Notre civilisation moderne est consacrée en grande partie au culte de l’illusion ! Il n'existe aucune information générale sur la nature de l'esprit : les écrivains et les intellectuels n’y font guère allusion (…) En fait nous sommes éduqués dans la croyance que rien n'est réel au-delà de ce que nous percevons directement au moyen de nos sens ordinaires.

Sogyal Rinpoché
Le Livre tibétain de la vie et de la mort


méditation : la « déletion » du moi qui se glisse parfois. cette sensation de voir, sentir, exister autrement que par le biais que l’on croyait central du moi. donc que le monde existe au-delà, autrement, que par le moi.
et c’est sans doute moins d’illusion, moins d’ignorance.


c’est certes la journée contre la maltraitance des femmes, mais au-delà émerge aujourd’hui une parole, une libération de la parole (tout comme peut-être elle a pu émerger pour l’homosexualité)… cette parole de l’après viol : cette parole se défendant contre cet acte de domination ultime, d’appropriation de l’autre (bien plus que de perversion) dans les rapports sociaux entre sexes. et donc, outre une journée dédiée, c’est peut-être plus largement une étape dans le fil de l’histoire de la maturation des démocraties. une mise en lumière de faits qui, de déniés, passent au statut de faits en tant que tels, donc non déniables.


notes, du journal : avoir besoin de « lâcher un paquet » tout les 9, 10 jours… cette étonnante régularité du rythme.

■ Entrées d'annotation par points
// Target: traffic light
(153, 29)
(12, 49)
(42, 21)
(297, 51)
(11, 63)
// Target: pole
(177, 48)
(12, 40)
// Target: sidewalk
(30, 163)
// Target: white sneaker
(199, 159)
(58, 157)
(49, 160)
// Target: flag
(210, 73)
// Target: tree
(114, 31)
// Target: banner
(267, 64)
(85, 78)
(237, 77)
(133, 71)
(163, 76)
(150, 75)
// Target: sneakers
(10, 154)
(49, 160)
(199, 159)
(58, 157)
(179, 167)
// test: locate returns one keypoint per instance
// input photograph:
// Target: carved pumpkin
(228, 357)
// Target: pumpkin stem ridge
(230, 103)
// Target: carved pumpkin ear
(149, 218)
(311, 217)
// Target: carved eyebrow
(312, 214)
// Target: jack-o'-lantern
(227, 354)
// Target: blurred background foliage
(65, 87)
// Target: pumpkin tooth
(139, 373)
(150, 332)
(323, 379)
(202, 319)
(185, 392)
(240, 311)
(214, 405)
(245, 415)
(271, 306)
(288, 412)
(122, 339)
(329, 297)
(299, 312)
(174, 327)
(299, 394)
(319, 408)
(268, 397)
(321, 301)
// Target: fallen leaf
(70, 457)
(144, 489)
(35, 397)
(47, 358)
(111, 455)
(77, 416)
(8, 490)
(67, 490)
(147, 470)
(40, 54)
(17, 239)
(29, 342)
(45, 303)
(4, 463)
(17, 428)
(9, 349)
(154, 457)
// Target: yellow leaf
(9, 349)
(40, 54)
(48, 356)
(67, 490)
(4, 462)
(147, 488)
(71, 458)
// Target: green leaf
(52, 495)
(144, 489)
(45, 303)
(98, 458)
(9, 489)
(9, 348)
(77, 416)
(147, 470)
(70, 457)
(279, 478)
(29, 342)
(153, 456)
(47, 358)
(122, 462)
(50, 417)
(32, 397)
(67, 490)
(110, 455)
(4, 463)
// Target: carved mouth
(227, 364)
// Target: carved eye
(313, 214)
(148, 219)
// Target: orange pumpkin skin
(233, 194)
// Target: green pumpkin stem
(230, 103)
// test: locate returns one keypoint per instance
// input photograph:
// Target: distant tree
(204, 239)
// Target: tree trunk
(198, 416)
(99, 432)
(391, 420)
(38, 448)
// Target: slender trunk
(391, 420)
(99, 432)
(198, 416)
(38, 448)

■ Exercice écrit A
Recopiez l'extrait depuis "Notre civilisation moderne" jusqu'à "d’illusion, moins d’ignorance." inclus.
■ Exercice écrit B
Traduisez en anglais cette phrase de l'extrait : « Notre civilisation moderne est consacrée en grande partie au culte de l’illusion ! »
■ Exercice écrit C
D'après l'extrait, de quel ouvrage de Sogyal Rinpoché la citation est-elle tirée ?
Les entrées n'interviennent pas dans ce travail.

■ Réponse attendue A
Notre civilisation moderne est consacrée en grande partie au culte de l’illusion ! Il n'existe aucune information générale sur la nature de l'esprit : les écrivains et les intellectuels n’y font guère allusion (…) En fait nous sommes éduqués dans la croyance que rien n'est réel au-delà de ce que nous percevons directement au moyen de nos sens ordinaires.

Sogyal Rinpoché
Le Livre tibétain de la vie et de la mort


méditation : la « déletion » du moi qui se glisse parfois. cette sensation de voir, sentir, exister autrement que par le biais que l’on croyait central du moi. donc que le monde existe au-delà, autrement, que par le moi.
et c’est sans doute moins d’illusion, moins d’ignorance.

■ Réponse attendue B
Our modern civilization is devoted in large part to the cult of illusion!

■ Réponse attendue C
Le Livre tibétain de la vie et de la mort.